__Prompt__
Can you write out all the lines word for word, with no pictures?

[START OF Provided records]

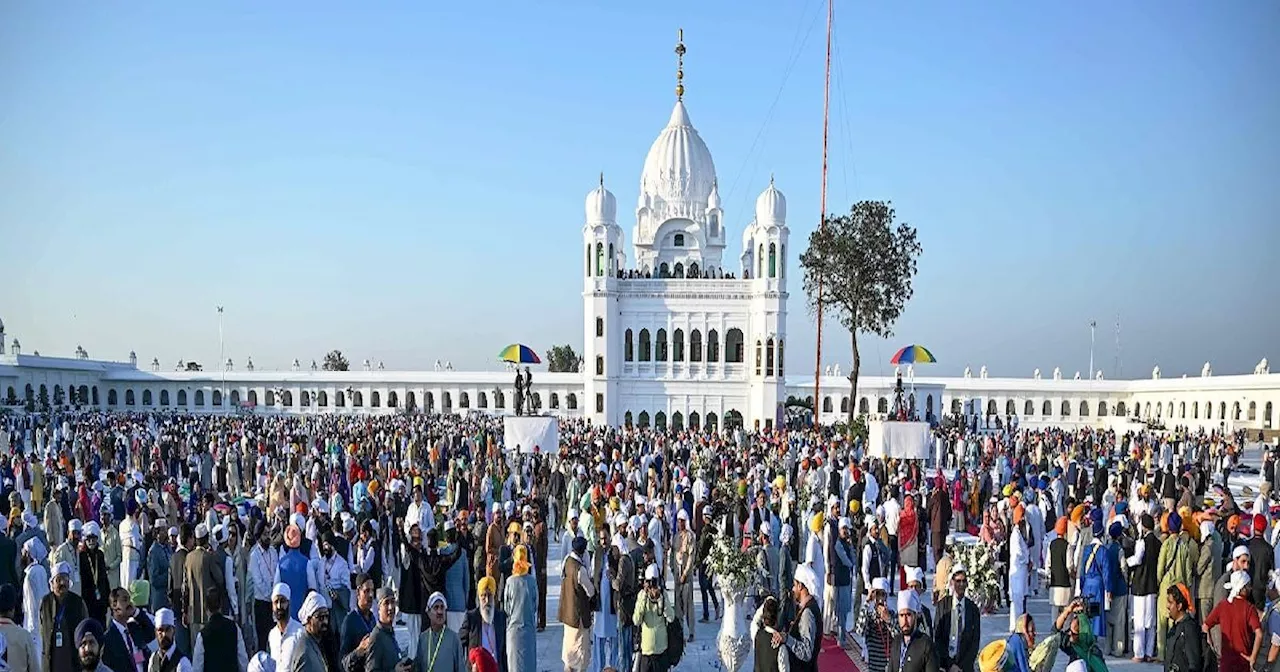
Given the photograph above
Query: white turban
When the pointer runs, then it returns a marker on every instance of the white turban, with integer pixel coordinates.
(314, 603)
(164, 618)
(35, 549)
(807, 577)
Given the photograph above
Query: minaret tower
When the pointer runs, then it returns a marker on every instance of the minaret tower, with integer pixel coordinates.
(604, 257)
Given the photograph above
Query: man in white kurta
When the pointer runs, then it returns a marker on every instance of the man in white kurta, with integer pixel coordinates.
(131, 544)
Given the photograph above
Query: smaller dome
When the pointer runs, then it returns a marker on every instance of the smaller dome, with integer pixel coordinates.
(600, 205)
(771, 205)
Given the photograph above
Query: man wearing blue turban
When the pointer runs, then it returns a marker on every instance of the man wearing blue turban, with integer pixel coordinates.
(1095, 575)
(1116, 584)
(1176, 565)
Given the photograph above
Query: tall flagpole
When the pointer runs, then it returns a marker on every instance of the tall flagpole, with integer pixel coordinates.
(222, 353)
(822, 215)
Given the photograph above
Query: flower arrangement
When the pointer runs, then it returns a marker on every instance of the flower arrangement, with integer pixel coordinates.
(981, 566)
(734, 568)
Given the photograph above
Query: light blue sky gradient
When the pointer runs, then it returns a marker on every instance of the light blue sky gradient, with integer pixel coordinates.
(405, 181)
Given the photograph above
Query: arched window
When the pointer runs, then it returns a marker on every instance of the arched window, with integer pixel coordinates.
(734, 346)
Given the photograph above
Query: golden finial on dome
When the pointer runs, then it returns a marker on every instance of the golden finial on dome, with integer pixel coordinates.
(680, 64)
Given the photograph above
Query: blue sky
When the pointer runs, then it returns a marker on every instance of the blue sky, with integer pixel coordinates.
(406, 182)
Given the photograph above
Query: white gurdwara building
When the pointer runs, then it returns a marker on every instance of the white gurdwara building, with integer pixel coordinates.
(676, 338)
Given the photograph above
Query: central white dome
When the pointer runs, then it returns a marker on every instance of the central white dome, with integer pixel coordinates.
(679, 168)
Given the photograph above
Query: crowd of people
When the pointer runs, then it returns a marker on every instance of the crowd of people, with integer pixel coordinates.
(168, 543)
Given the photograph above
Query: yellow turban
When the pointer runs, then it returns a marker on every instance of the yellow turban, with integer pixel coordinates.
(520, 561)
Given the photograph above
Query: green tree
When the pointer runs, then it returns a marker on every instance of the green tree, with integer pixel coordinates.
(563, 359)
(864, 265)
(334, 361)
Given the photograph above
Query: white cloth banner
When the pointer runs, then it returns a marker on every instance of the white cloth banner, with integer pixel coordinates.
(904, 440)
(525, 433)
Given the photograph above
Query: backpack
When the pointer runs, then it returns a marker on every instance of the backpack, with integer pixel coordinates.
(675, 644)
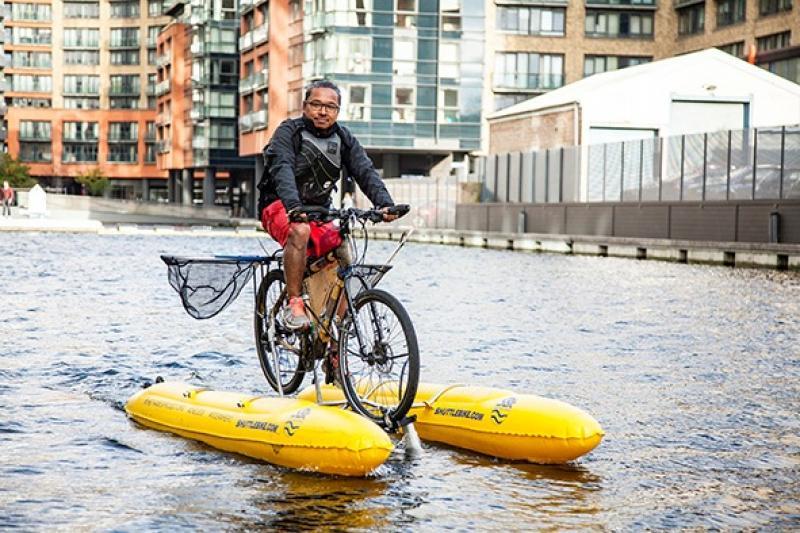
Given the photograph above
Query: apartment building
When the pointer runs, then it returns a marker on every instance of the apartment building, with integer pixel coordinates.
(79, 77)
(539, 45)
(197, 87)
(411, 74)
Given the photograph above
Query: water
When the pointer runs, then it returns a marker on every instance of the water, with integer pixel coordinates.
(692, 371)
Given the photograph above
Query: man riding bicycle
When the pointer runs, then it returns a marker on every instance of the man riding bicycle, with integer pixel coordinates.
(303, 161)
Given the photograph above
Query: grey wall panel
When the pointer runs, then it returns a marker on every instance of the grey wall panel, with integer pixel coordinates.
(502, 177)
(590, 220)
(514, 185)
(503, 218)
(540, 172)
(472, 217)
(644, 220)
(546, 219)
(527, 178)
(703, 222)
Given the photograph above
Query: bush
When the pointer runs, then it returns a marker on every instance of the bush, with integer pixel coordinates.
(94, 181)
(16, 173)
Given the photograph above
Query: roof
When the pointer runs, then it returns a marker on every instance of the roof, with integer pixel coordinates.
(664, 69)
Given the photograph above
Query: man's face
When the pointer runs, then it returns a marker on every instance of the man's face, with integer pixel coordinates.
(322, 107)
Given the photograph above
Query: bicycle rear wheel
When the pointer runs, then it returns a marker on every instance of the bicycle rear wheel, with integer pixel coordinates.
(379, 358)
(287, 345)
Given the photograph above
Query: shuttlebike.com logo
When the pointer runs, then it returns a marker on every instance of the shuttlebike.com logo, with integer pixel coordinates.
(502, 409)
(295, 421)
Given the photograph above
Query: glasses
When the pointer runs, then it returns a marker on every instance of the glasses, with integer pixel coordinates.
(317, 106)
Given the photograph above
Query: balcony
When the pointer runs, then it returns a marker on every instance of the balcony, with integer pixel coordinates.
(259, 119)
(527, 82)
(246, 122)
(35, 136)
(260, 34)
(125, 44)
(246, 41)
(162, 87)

[END OF Provided records]

__Answer to this exercise__
Given the photograph above
Query: white turban
When the pointer runs, then it returns a marker on every instance of the white turban, with integer pixel coordinates.
(314, 603)
(164, 618)
(35, 549)
(807, 577)
Given the photograph above
Query: minaret tower
When the pointer runs, then it returns a marker on every instance of the minaret tower, with integer pixel coordinates.
(604, 257)
Given the photograph above
Query: man in white kurta
When the pointer runs, then it returns a marker on every instance of the man in white kurta, with integer pixel coordinates.
(131, 544)
Given the photograph above
Query: smaller dome
When the pointer runs, then it returns a marker on every instance of the smaller dome, with integer pixel coordinates.
(600, 205)
(771, 205)
Given the photograph above
Query: man wearing blue turban
When the pointer runs, then it returns a marker on every instance of the man wearing blue turban, with integer pixel coordinates.
(1095, 575)
(1116, 584)
(1176, 565)
Given the photograph above
Query: tall flagpole
When the pointer runs, then it returns a marker on every instance of the tall flagpole, with integer pixel coordinates.
(222, 353)
(822, 215)
Given the photograph above
Query: flower arrangement
When the pointer runs, then it returns a marker on every instance of the flower arrangement, with integer pixel coordinates.
(981, 566)
(734, 568)
Given the photograph above
Query: light blue sky gradient
When the pointer runs, then it returns a marker on every instance of the light blue sky gradient, with integer pixel coordinates.
(405, 181)
Given the photograph above
Query: arched window
When the pointer runs, then it returns a marker on every instance of the arched window, with integer pixel coordinates.
(734, 346)
Given the photograph above
Query: golden finial on dome
When the pointer runs, then it returns a marker on every instance of the golden finial on dome, with integer pixel coordinates.
(680, 64)
Given the photograph above
Query: blue sky
When the pointer runs, then it returns a marker on every instance of the blue sky, with integer pixel coordinates.
(406, 182)
Given the photograph above
Query: white gurdwara building
When the pointer runs, then it returns a marker on every instance of the white gurdwara building, with integer pixel coordinates.
(676, 338)
Given the photograph above
Query: central white dome
When the pointer runs, then it returns a marker on every instance of the central white dome, with integer pixel coordinates.
(679, 168)
Given the photograph above
Query: crowd of people
When the pointer runs, then it returns a marker on every instance of the crowd of people, with integer pixel coordinates.
(168, 543)
Given the photograph above
Query: yellow turban
When the pointer runs, then it returns a marker on every instance of the yellow turban, with integer pixel coordinates.
(520, 561)
Given the photograph above
Query: green tree
When the pointer runs, then it returns a marker on every instance of the green tree, with integer pixel coordinates.
(563, 359)
(864, 265)
(334, 361)
Given the photograph above
Query: white cloth banner
When the pointer runs, then it returns a marker on every instance of the white cloth banner, with integer pixel coordinates.
(904, 440)
(525, 433)
Given the photograph above
Query: backpack
When the pointer runs, then it returns a marker on every instance of the backpack, with integer pixel coordinates.
(675, 644)
Given the photograph above
Query: apartment building
When the pointer runs, then it returns a marker on every instance of the apartment building, with integer pixel coordinates.
(79, 77)
(539, 45)
(197, 87)
(411, 74)
Given the photograph above
Query: water
When the pointer runs, then it returns a marker on every instance of the water, with integer pixel coordinates.
(692, 371)
Given the photograph above
Query: man riding bicycle
When the pointer runs, then it returns a marker on every instance of the man riding bicycle, with integer pixel coordinates.
(303, 161)
Given the photograph above
Query: grey wall panel
When the pointer runs, then it returns a marker on every instance of the grey wall panel, with integer pixel coordinates.
(502, 177)
(590, 220)
(514, 185)
(503, 218)
(540, 172)
(472, 217)
(644, 220)
(546, 219)
(527, 178)
(703, 222)
Given the photograph above
Query: bush
When the pointer runs, then it returns a marker on every instance of the bush, with integer pixel coordinates.
(94, 181)
(16, 173)
Given the photograph above
Query: roof
When the pointer runs, then it returns a marker on every instance of the roof, with integer pixel coordinates.
(664, 69)
Given the photograph above
Query: man's face
When the pointer runs, then it returns a marker on every instance of the man's face, with integer pixel coordinates.
(322, 107)
Given the photograph above
Query: bicycle rear wheel
When the pointer runs, then it returns a marker on every instance of the bicycle rear wheel, with integer pixel coordinates.
(379, 358)
(287, 345)
Given the photograph above
Query: shuttlebike.com logo
When the pointer runs, then it returns a marker on every instance of the shuttlebike.com logo, with integer pixel coordinates.
(502, 409)
(295, 421)
Given the photograph above
Query: glasses
When the pointer runs, then it returns a marker on every instance of the glasses, with integer pixel coordinates.
(317, 106)
Given the photograph above
Query: balcony
When the pointer runs, then it returns a marker on every instance of the balcony, with integer pixel coordinates.
(259, 119)
(527, 82)
(246, 122)
(35, 136)
(260, 34)
(125, 44)
(246, 41)
(162, 87)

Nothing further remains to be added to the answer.